• PAGE TEXT:

_____

Featured Interviews • June 28, 2023 • RLBC

The widely acclaimed authors talk about their recent projects, breaking the rules of form, and sense of place.


Wayde Compton: Both of your books Dear Current Occupant and Junie are, in different ways, thematically concerned with place and home. What motivated you to address these themes in your work and how do those two texts treat them differently?

Chelene Knight: Home, place, and belonging are themes that I naturally gravitate towards. These themes arise for me because of the complex relationship I have with my own history, especially as it relates to understanding my father’s history and where he and his family come from. As I slowly, finally begin to build a relationship with him (after 40 years of not knowing anything) I’ve come to learn so much about how a place can play an integral role in how we show up in the world, the decisions we make, and how to write intentionally about both. I’ve often wondered if it’s possible to have a connection to a place one has never been and if that connection could be as strong as the one we have to the places we’ve known our whole lives.

_____

• LISTING:
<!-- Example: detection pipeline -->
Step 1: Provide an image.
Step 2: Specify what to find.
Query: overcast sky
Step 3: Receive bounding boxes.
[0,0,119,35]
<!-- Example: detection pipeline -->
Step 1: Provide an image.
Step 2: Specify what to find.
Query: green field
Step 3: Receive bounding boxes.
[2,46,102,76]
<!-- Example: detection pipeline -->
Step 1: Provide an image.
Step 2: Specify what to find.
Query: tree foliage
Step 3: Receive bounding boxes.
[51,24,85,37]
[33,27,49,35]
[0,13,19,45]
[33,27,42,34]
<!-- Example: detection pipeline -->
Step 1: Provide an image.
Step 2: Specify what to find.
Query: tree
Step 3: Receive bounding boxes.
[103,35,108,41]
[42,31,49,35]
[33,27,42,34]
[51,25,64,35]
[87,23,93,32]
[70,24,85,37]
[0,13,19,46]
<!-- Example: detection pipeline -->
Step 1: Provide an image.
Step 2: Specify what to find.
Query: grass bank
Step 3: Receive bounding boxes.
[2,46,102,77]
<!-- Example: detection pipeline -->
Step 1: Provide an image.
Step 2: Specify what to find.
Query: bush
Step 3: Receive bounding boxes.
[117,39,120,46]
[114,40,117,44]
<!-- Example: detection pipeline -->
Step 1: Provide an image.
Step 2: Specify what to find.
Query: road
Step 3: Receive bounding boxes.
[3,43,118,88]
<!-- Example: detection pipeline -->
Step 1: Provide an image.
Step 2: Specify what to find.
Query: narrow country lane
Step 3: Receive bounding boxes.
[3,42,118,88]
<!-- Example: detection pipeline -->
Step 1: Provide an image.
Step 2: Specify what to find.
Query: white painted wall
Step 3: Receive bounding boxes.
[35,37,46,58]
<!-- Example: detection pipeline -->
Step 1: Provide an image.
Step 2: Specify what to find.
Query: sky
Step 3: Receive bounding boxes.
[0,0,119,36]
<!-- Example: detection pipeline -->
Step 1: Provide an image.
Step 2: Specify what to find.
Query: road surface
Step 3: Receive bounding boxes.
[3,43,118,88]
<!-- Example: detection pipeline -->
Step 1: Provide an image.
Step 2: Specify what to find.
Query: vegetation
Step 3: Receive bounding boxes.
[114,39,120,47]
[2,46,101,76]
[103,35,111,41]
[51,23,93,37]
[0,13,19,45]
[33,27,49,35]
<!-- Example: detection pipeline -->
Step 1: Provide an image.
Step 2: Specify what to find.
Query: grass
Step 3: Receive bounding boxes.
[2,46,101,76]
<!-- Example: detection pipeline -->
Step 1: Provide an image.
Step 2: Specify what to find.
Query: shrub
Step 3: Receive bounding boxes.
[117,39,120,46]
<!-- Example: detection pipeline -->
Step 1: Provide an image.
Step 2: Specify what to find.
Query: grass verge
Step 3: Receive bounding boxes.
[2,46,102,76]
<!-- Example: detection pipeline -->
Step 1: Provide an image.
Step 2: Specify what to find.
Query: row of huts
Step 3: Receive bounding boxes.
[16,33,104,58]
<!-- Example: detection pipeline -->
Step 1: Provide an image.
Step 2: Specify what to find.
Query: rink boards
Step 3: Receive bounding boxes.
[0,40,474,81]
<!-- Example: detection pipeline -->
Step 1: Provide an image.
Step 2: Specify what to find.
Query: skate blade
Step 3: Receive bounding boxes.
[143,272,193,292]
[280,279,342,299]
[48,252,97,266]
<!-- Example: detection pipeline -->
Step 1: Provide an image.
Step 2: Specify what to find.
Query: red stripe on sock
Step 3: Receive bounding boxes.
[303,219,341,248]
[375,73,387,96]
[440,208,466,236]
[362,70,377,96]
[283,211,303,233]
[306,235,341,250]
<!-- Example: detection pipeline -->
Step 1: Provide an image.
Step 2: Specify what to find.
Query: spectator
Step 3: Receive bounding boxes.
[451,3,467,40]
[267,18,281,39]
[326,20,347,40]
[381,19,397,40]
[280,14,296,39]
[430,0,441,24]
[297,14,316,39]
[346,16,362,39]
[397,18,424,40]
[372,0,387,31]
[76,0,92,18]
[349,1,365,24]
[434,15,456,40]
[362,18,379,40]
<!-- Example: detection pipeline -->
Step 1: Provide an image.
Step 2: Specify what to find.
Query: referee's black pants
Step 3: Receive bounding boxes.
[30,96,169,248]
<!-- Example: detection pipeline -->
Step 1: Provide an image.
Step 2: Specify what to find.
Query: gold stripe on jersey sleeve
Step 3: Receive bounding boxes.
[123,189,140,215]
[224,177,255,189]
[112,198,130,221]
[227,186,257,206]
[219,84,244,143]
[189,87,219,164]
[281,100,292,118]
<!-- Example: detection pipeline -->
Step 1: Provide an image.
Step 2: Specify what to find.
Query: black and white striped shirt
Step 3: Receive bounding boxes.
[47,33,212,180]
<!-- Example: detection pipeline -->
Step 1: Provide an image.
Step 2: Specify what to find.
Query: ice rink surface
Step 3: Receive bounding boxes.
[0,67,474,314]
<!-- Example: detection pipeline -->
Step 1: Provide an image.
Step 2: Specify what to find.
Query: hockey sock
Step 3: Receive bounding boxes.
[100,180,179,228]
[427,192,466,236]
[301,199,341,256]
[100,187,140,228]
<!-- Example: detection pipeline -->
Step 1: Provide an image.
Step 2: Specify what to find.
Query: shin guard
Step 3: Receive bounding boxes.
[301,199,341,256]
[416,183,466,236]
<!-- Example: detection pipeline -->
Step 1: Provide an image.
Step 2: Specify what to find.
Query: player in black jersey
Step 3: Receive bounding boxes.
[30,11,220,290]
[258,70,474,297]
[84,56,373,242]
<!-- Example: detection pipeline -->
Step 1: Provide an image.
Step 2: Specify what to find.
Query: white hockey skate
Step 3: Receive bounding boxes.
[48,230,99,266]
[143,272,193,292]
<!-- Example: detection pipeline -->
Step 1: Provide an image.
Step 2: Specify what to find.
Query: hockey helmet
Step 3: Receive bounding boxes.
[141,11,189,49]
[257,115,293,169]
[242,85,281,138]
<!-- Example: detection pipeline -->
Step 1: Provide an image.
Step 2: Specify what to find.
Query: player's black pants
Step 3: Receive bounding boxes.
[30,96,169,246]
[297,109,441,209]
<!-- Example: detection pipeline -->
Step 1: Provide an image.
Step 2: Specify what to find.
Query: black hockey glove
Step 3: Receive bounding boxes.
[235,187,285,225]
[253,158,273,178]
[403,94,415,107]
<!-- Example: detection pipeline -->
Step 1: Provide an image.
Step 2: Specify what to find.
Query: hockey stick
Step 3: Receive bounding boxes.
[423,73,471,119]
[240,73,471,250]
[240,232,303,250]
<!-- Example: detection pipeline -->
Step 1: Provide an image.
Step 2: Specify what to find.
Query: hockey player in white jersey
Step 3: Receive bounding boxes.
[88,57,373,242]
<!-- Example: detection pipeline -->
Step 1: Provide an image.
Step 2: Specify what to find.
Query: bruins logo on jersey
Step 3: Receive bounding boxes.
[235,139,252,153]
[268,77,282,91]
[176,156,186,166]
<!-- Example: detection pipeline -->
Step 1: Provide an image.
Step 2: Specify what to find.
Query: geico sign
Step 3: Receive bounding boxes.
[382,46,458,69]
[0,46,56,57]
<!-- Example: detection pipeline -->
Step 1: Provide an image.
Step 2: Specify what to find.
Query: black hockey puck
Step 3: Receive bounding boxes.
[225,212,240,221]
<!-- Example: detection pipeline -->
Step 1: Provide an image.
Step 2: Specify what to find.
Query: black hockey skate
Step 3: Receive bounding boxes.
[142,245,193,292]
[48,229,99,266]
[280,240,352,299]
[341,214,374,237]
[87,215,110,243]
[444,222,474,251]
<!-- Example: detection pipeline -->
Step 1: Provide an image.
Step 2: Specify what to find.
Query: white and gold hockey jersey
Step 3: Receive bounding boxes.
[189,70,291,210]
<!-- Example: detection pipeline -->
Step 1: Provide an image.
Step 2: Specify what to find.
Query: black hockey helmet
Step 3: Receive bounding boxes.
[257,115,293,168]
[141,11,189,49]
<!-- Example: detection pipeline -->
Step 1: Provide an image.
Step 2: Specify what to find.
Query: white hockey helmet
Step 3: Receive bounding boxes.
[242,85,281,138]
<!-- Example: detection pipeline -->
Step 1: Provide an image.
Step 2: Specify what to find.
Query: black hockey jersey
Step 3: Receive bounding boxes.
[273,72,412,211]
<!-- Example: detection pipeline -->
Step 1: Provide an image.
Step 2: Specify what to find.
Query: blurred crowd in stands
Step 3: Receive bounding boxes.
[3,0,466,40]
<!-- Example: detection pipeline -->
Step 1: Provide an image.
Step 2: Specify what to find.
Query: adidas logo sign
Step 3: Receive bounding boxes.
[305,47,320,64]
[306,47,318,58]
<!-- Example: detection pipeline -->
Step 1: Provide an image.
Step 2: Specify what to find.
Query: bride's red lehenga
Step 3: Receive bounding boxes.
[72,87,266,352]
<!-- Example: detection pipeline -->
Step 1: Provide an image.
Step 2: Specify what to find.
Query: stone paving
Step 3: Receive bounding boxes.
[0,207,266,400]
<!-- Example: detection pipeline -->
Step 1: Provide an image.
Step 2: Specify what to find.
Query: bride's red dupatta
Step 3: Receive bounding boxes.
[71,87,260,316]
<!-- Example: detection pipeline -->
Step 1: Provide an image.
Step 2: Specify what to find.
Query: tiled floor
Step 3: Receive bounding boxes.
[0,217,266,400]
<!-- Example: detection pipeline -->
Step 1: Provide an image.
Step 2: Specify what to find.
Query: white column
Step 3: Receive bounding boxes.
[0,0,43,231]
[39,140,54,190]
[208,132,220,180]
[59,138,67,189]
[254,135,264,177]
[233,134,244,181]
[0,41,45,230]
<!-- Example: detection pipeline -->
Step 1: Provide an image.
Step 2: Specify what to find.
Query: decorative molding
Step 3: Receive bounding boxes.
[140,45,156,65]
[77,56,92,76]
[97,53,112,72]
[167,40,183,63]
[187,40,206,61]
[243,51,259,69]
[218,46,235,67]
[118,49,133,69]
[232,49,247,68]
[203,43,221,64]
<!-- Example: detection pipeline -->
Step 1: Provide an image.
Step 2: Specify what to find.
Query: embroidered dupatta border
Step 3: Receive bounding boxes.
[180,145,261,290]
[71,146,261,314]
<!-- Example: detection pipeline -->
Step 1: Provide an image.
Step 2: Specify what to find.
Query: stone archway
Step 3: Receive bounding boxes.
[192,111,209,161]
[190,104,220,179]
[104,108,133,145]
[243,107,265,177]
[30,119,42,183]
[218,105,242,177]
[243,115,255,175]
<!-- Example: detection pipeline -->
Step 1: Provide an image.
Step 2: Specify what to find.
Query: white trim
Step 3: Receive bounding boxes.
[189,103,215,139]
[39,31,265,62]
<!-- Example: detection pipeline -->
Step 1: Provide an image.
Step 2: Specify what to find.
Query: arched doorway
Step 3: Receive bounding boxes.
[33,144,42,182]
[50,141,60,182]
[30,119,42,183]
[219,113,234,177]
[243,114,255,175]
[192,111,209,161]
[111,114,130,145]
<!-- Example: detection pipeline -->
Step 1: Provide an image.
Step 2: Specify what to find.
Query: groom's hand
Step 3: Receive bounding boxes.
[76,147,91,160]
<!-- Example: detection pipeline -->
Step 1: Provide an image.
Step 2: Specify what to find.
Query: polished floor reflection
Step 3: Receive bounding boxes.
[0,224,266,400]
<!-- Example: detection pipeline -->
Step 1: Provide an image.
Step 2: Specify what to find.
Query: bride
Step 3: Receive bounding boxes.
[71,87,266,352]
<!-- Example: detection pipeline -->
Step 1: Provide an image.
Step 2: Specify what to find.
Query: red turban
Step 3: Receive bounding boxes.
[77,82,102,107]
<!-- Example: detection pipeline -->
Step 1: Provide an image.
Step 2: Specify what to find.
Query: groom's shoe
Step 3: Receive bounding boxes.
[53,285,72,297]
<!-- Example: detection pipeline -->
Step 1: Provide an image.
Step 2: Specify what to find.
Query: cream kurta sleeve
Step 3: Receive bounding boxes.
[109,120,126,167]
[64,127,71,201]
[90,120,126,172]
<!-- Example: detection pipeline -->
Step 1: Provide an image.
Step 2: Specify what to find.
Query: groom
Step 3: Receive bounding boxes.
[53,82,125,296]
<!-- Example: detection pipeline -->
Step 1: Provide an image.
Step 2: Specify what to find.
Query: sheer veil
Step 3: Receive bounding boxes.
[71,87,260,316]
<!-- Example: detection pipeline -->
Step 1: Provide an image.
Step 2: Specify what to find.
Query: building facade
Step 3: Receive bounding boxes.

_____

• WHAT THE TASK REQUIRES: Repeat the interview word for word, starting at "Chelene Knight: Home, place, and" and ending at "our whole lives.".

• RESULT OF THIS EXERCISE:
Chelene Knight: Home, place, and belonging are themes that I naturally gravitate towards. These themes arise for me because of the complex relationship I have with my own history, especially as it relates to understanding my father’s history and where he and his family come from. As I slowly, finally begin to build a relationship with him (after 40 years of not knowing anything) I’ve come to learn so much about how a place can play an integral role in how we show up in the world, the decisions we make, and how to write intentionally about both. I’ve often wondered if it’s possible to have a connection to a place one has never been and if that connection could be as strong as the one we have to the places we’ve known our whole lives.